* [Exercise prompt]: Reproduce the records below exactly as they are written.

*** Opening Data to use ***

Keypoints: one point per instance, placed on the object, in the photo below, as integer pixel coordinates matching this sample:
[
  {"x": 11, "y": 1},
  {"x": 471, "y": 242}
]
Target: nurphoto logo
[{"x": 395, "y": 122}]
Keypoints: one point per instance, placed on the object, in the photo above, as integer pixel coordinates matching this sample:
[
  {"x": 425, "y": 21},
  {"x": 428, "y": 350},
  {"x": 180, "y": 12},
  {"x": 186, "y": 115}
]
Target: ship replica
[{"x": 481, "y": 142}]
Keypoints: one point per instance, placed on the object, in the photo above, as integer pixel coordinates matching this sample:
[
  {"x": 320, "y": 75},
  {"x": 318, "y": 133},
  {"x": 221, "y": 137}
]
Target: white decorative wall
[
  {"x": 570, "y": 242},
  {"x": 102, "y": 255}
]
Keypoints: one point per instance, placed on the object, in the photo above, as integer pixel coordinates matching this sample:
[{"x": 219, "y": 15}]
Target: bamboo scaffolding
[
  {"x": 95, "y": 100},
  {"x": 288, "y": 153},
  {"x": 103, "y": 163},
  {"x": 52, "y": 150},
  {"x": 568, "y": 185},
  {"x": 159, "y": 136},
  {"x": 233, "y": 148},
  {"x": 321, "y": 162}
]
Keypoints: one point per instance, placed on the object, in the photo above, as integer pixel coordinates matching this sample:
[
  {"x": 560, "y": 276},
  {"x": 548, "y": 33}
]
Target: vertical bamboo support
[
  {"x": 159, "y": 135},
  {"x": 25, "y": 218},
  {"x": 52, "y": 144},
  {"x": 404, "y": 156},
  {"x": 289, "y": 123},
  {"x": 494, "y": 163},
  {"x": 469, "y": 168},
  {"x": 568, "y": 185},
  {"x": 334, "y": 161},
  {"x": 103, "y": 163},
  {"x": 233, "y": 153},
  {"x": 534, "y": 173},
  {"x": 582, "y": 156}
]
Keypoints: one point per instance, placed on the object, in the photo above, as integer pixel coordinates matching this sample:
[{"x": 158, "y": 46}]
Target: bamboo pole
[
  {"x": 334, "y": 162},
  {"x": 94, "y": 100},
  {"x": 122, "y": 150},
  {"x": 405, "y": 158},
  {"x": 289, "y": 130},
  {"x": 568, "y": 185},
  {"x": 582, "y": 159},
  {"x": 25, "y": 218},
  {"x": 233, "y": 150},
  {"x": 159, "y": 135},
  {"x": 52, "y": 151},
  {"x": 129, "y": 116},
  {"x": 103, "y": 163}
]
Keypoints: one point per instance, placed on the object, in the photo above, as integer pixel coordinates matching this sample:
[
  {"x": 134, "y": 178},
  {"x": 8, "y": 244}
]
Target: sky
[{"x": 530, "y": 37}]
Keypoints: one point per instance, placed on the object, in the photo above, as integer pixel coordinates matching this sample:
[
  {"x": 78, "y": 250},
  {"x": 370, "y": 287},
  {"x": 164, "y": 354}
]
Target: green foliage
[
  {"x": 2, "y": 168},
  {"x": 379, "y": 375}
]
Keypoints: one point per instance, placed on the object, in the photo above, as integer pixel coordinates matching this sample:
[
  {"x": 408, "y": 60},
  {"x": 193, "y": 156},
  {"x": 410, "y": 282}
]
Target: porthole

*** Closing Data to use ***

* [Answer box]:
Keypoints: one point per instance, placed on the object, in the photo below, as integer pixel coordinates matching this sample:
[
  {"x": 11, "y": 1},
  {"x": 471, "y": 242}
]
Target: nurphoto logo
[{"x": 395, "y": 122}]
Keypoints: one point per instance, placed on the object, in the photo above, as integer pixel coordinates matching this sample:
[
  {"x": 425, "y": 21},
  {"x": 428, "y": 350},
  {"x": 180, "y": 12},
  {"x": 186, "y": 115}
]
Target: ship replica
[{"x": 481, "y": 142}]
Keypoints: one point per instance, placed on the object, in the photo above, as integer pixel coordinates matching this sample:
[
  {"x": 320, "y": 75},
  {"x": 318, "y": 133},
  {"x": 221, "y": 137}
]
Target: white decorative wall
[
  {"x": 570, "y": 242},
  {"x": 102, "y": 255}
]
Keypoints: one point per instance, placed on the object, in the photo above, as integer pixel coordinates matching this sample:
[{"x": 219, "y": 15}]
Target: bamboo scaffolding
[
  {"x": 95, "y": 100},
  {"x": 288, "y": 153},
  {"x": 103, "y": 163},
  {"x": 52, "y": 150},
  {"x": 568, "y": 185},
  {"x": 159, "y": 136},
  {"x": 233, "y": 148},
  {"x": 321, "y": 162}
]
Keypoints: one point per instance, placed on the object, in the photo above, as integer pixel coordinates matching this sample:
[
  {"x": 560, "y": 276},
  {"x": 548, "y": 33}
]
Target: vertical bamboo support
[
  {"x": 159, "y": 135},
  {"x": 25, "y": 218},
  {"x": 52, "y": 144},
  {"x": 404, "y": 156},
  {"x": 289, "y": 123},
  {"x": 494, "y": 163},
  {"x": 469, "y": 168},
  {"x": 568, "y": 185},
  {"x": 334, "y": 161},
  {"x": 103, "y": 163},
  {"x": 233, "y": 153},
  {"x": 534, "y": 173},
  {"x": 582, "y": 156}
]
Keypoints: one point per instance, placed on the object, in the photo above, as integer pixel coordinates matching this sample:
[{"x": 158, "y": 46}]
Target: bamboo pole
[
  {"x": 334, "y": 162},
  {"x": 94, "y": 100},
  {"x": 122, "y": 150},
  {"x": 405, "y": 158},
  {"x": 289, "y": 130},
  {"x": 568, "y": 185},
  {"x": 582, "y": 159},
  {"x": 25, "y": 218},
  {"x": 233, "y": 150},
  {"x": 159, "y": 135},
  {"x": 52, "y": 151},
  {"x": 129, "y": 116},
  {"x": 103, "y": 163}
]
Keypoints: one point per instance, placed on the object, in the photo above, as integer pixel coordinates matching this sample:
[
  {"x": 134, "y": 178},
  {"x": 8, "y": 244}
]
Target: sky
[{"x": 530, "y": 37}]
Keypoints: one point per instance, placed on the object, in the photo above, as integer pixel coordinates matching this sample:
[
  {"x": 78, "y": 250},
  {"x": 370, "y": 287},
  {"x": 164, "y": 354}
]
Target: green foliage
[
  {"x": 2, "y": 168},
  {"x": 379, "y": 375}
]
Keypoints: one point per instance, placed on the object, in the photo above, as integer pixel coordinates matching this sample:
[
  {"x": 408, "y": 60},
  {"x": 193, "y": 156},
  {"x": 410, "y": 282}
]
Target: porthole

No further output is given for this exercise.